## begin TEXT

# Chickens on their way!!!



## karaebaker (Dec 30, 2012)

Well we did it today...we ordered 35 baby chickens. We decided to buy heritage chickens and only choose 2 breeds, Rhode Island Reds and Buckeyes. Construction will start tomorrow on the chicken coop my husband designed and we are also having 2 chicken tractors built...pictures will be posted soon. We then rushed off to gather essentials for our babies when they arrive. I'm so excited and can't wait to start out on this new adventure!!!


----------



## 7chicks (Jun 29, 2012)

You will have a lot of fun with them. Congrat's!


----------



## Jim (Sep 26, 2012)

Way to dive in!


----------



## AlexTS113 (Feb 17, 2013)

Take loads of pictures!


----------



## OliviaE (Feb 16, 2013)

Yaaa I love baby chicks. Post as many pics as u can


----------



## karaebaker (Dec 30, 2012)

Well we found a local breeder and after talking to several other breeders we decided to cancel the order from the hatchery and go with them. So we have 8 RIR, 6 euskal oiloa and 1 millie fleur duccle that I named Little Jerry bc Seinfeld is my favorite show ever!!!


----------

## end TEXT
## begin SUPPLIED DATA

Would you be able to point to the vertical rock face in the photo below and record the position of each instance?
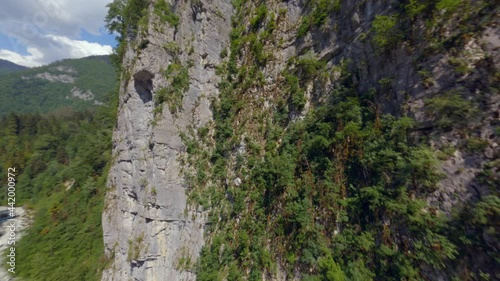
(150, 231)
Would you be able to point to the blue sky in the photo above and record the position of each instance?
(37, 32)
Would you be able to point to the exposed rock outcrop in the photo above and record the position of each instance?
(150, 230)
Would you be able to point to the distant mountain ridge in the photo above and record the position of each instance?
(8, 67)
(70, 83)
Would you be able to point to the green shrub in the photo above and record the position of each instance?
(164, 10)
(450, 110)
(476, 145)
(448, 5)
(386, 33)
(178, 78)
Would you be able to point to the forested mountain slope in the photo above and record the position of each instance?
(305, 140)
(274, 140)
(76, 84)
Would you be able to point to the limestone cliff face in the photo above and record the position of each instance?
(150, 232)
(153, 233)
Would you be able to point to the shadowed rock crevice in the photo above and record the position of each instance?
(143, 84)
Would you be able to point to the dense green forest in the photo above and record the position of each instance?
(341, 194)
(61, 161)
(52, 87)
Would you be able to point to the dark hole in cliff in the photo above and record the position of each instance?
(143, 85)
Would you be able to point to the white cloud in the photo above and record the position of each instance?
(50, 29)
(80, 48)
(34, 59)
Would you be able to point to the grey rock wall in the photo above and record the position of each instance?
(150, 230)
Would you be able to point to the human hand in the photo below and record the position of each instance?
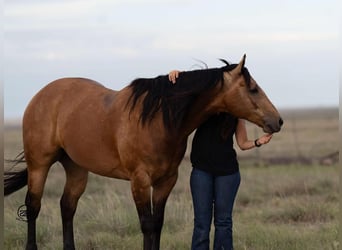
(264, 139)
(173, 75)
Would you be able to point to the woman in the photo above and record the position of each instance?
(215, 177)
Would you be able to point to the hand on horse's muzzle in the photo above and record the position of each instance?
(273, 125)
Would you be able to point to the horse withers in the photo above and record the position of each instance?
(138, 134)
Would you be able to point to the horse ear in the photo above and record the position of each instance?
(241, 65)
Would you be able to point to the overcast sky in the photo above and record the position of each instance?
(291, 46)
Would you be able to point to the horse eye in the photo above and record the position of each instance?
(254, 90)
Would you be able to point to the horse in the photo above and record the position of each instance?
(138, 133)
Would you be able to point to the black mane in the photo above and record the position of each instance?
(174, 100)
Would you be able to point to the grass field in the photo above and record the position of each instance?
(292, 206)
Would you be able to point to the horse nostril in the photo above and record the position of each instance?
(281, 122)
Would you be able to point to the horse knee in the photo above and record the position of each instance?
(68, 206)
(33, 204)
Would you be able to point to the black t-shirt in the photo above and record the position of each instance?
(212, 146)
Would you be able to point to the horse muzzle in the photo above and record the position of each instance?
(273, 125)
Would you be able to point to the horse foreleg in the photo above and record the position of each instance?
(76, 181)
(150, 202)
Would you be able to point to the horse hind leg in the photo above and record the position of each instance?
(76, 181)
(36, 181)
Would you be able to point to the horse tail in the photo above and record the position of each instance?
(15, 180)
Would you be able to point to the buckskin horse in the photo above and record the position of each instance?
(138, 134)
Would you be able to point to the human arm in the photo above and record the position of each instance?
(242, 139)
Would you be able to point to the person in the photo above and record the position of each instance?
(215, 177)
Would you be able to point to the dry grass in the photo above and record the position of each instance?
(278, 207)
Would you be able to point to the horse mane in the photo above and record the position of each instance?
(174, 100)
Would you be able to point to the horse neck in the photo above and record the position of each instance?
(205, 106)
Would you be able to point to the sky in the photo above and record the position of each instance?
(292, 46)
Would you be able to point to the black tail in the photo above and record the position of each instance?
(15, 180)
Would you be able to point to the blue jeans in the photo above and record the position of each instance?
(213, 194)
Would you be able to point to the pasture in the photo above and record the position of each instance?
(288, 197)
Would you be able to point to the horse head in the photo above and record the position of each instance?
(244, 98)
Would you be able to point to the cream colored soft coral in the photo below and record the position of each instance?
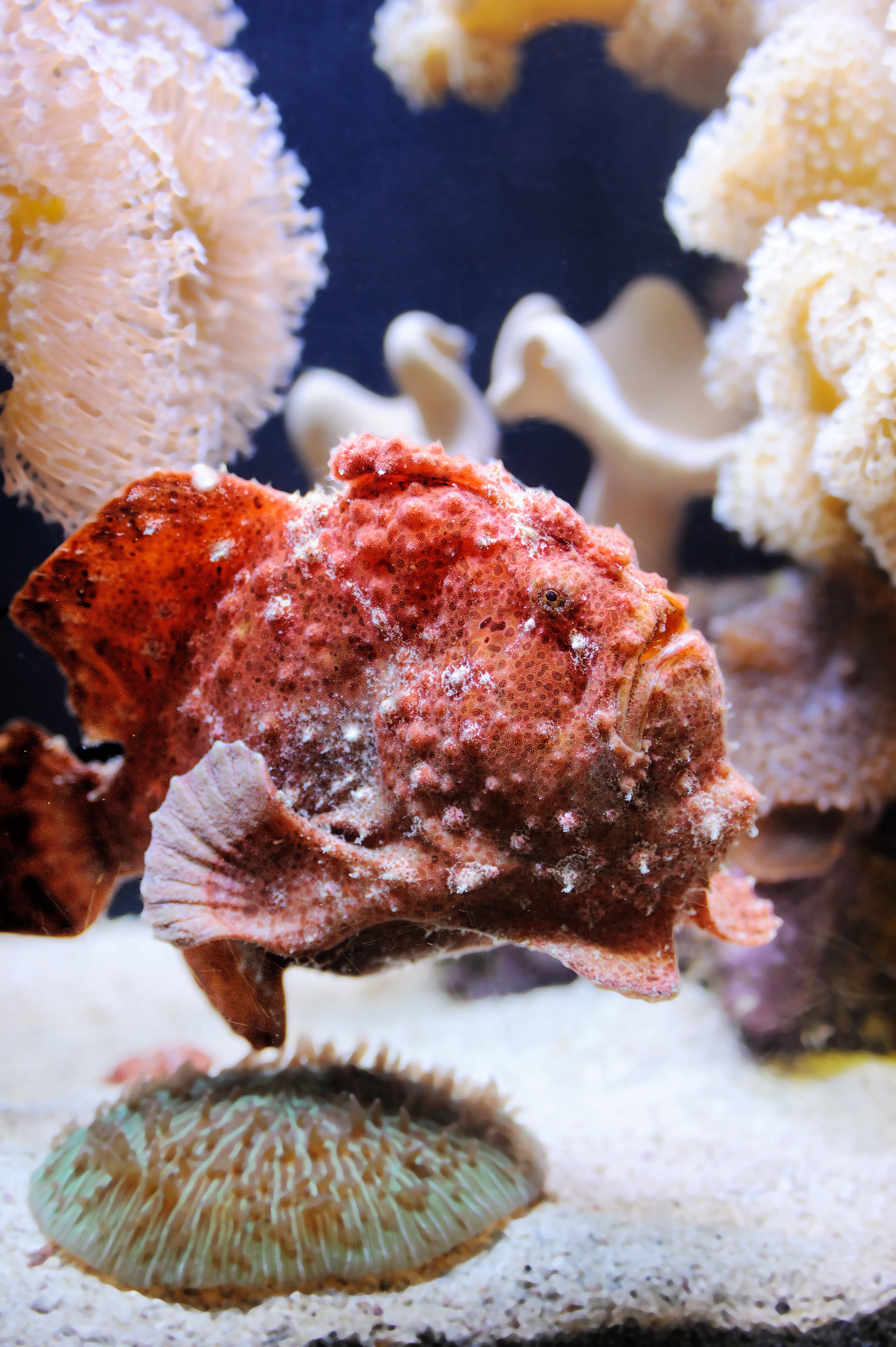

## end SUPPLIED DATA

• [WHAT IS NEEDED]: Which chicken breeds are named in the forum thread about ordering chickens?

• [FINAL ANSWER]: Rhode Island Reds (RIR), Buckeyes, euskal oiloa, millie fleur duccle